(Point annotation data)
◇ ◇ ◇ ◇ ◇

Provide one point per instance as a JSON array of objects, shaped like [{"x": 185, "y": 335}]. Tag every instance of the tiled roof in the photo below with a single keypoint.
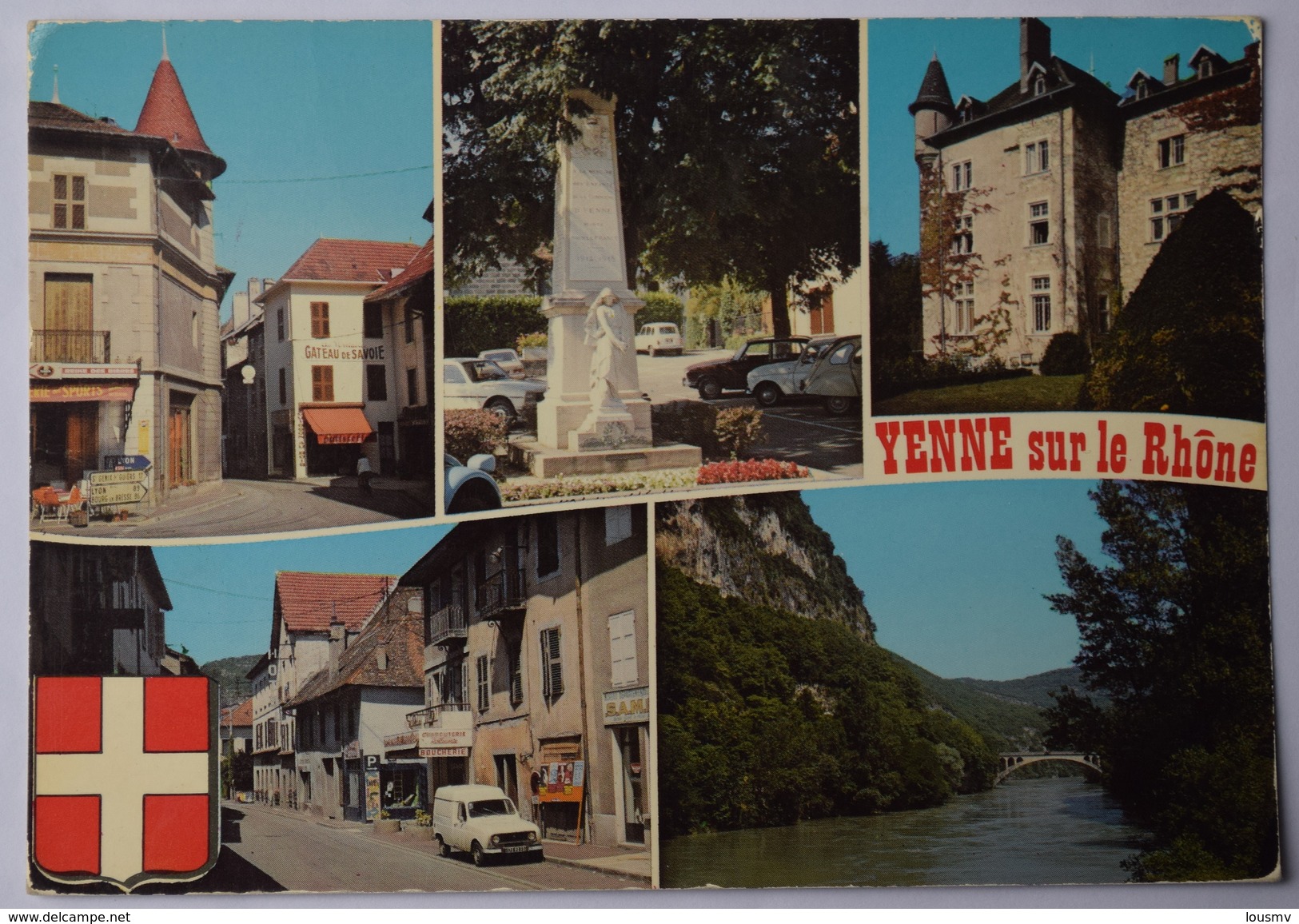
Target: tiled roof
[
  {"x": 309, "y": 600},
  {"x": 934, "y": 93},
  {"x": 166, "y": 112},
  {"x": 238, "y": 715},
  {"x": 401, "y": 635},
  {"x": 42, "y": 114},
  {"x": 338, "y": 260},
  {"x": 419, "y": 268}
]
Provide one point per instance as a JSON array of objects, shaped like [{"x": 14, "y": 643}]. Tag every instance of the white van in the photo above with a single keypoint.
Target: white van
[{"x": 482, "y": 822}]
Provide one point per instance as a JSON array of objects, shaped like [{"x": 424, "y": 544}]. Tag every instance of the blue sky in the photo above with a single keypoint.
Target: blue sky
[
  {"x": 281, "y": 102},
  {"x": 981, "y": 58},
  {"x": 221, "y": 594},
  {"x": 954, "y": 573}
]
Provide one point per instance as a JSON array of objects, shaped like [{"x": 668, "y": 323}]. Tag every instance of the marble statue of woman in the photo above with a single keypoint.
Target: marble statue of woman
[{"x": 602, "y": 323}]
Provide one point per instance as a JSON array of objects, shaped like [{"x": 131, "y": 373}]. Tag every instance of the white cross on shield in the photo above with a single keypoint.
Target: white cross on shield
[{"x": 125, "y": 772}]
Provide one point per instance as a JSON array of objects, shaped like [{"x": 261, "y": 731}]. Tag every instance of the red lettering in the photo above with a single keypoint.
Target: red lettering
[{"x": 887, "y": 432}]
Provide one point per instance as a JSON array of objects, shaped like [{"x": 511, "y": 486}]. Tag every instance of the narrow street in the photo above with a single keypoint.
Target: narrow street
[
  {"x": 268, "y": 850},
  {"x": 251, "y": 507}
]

◇ ◇ ◇ ◇ ◇

-- TASK STATEMENT --
Convert every line of the listing above into a Markdown table with the columns "No." and "Text", numbering the rows in order. Skip blank lines, and leave out the picture line.

-- FULL ANSWER --
| No. | Text |
|---|---|
| 1 | Provide one point per instance as a JSON array of objects, shaped like [{"x": 185, "y": 335}]. Tag every instance of the tiled roof in the photo below with a single keypoint. |
| 2 | Target: tiled roof |
| 3 | [ |
| 4 |   {"x": 309, "y": 600}, |
| 5 |   {"x": 934, "y": 93}, |
| 6 |   {"x": 166, "y": 112}, |
| 7 |   {"x": 238, "y": 715}, |
| 8 |   {"x": 401, "y": 635}, |
| 9 |   {"x": 42, "y": 114}, |
| 10 |   {"x": 338, "y": 260}, |
| 11 |   {"x": 419, "y": 268} |
| 12 | ] |
| 13 | Provide one point per instance as a JSON array of objects, shaped like [{"x": 14, "y": 643}]. Tag every instance of the white van in the photo above with a single keypoint. |
| 14 | Target: white van |
| 15 | [{"x": 482, "y": 822}] |
| 16 | Provide one point per instance as a JSON array of objects, shaped like [{"x": 424, "y": 544}]. Tag every instance of the blue sky in the photo above with a single keypoint. |
| 17 | Target: blue sky |
| 18 | [ |
| 19 |   {"x": 281, "y": 102}, |
| 20 |   {"x": 981, "y": 58}, |
| 21 |   {"x": 221, "y": 594}, |
| 22 |   {"x": 954, "y": 573} |
| 23 | ] |
| 24 | Provide one point per instance as a JSON array of objects, shaped like [{"x": 668, "y": 323}]. Tag every instance of the marble statue of woman in the photo above with a single keypoint. |
| 25 | Target: marble statue of woman |
| 26 | [{"x": 602, "y": 323}] |
| 27 | Provide one point per instance as a JSON array of objects, shaped like [{"x": 131, "y": 373}]. Tag every instance of the white cross on shield in the photo above with a single keypoint. |
| 28 | Target: white cross on shield |
| 29 | [{"x": 125, "y": 772}] |
| 30 | Provide one point per instance as a JSON array of objects, shaped like [{"x": 261, "y": 731}]. Tag every instance of the red lettering in the photo above with a single keypoint. |
| 31 | Target: red lettering |
| 32 | [{"x": 887, "y": 432}] |
| 33 | Provide one point per instance as a JSON array of objects, shaped like [{"x": 511, "y": 486}]. Tag every instance of the narrow street in the photo above with a single keypoint. |
| 34 | Target: narrow street |
| 35 | [ |
| 36 |   {"x": 268, "y": 850}, |
| 37 |   {"x": 251, "y": 507} |
| 38 | ] |